**Consegna 1:**
Per favore, modifica il tratto delle righe che va da quella contenente "If you could pin the dark" fino alla fine delle righe, sostituendo "instance" con "occurrence" e lasciando invariato tutto il resto. Ometti le immagini.

**Documento:**
####

Dalle Province ai Consorzi | La "riforma epocale" di Crocetta - Live Sicilia

Dalle Province ai Consorzi | La “riforma epocale” di Crocetta

Dalla nascita dei nuovi enti alla costituzione delle Città metropolitane. Dall'elezione dei nuovi presidenti al destino dei Comuni. Novità e dubbi di una legge dalla gestazione difficile. Che verrà approvata martedì. Per poi finire al vaglio del Commissario dello Stato.

PALERMO – L’epocale riforma delle Province è il frutto di una gestazione complicata, faticosa a tratti drammatica. A dire il vero, più di una volta, durante l’iter del ddl il governo ha rischiato di perdere la sua creatura, sotto i colpi dei franchi tiratori e del voto segreto. Ma alla fine, la riforma arriverà. E il giorno previsto per il primo vagito è quello di martedì prossimo, 11 marzo, quando Sala d’Ercole darà il proprio ultimo sì alla legge. A quel punto, cosa cambierà?

Come dicevamo, il testo definitivo (salvo le correzioni previste dal cosiddetto ‘articolo 117, tramite il quale in questi giorni si opererà un’azione di coordinamento e in alcuni casi persino rettifica di alcune parti degli articoli finora approvati), è l’esito di un cammino accidentato. Di scritture, e riscritture, che ne hanno cambiato la fisionomia, strada facendo, rispetto all’identikit uscito dalla commissione Affari istituzionali.

Una cosa è certa: la Regione siciliana “chiude” le Province, dice addio alle elezioni per l’organo intermedio, e “apre” i Liberi consorzi di Comuni, enti previsti dallo Statuto speciale. Enti di “secondo grado”, secondo la formulazione del parlamento. Non più eletti dal popolo, ma composti dai sindaci dei comuni che lo compongono. La vera novità della norma, però, è l’istituzione delle città metropolitane di Palermo, Catania e Messina. Non previste, queste sì, dallo Statuto. Ma che serviranno ad attrarre finanziamenti europei indirizzati proprio a questa tipologia di ente.

####

**Righe in ingresso:**
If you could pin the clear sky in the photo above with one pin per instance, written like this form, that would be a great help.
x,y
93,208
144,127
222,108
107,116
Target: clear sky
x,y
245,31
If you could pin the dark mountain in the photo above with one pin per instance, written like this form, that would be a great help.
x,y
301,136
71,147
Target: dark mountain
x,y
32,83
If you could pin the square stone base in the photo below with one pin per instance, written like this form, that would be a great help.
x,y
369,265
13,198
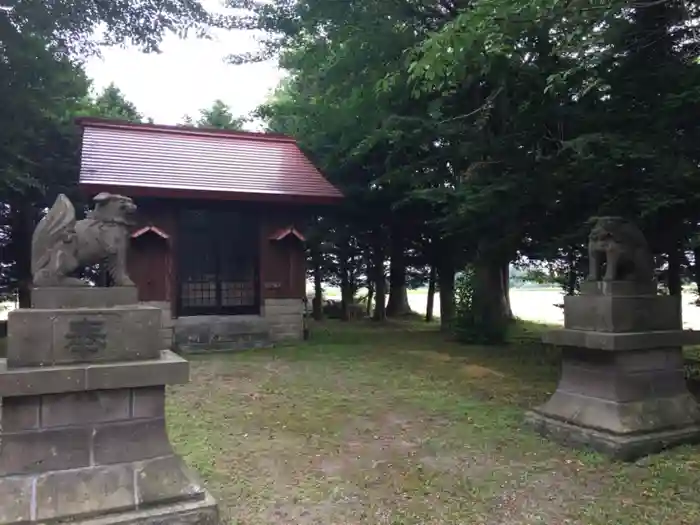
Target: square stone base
x,y
157,491
620,447
192,513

####

**Consegna 2:**
Rispondi in base all'articolo sulla riforma delle Province:
(a) In quale giorno Sala d'Ercole darà l'ultimo sì alla legge?
(b) Quali città metropolitane istituisce la norma?
(c) Da chi saranno composti i Liberi consorzi di Comuni?

**Risposta 1:**
If you could pin the dark mountain in the photo above with one pin per occurrence, written like this form, that would be a great help.
x,y
301,136
71,147
Target: dark mountain
x,y
32,83
If you could pin the square stone base in the photo below with one pin per occurrence, written like this form, that would be a great help.
x,y
369,265
13,198
Target: square stone base
x,y
157,491
620,447
192,513

**Risposta 2:**
(a) Martedì 11 marzo.
(b) Palermo, Catania e Messina.
(c) Dai sindaci dei comuni che lo compongono.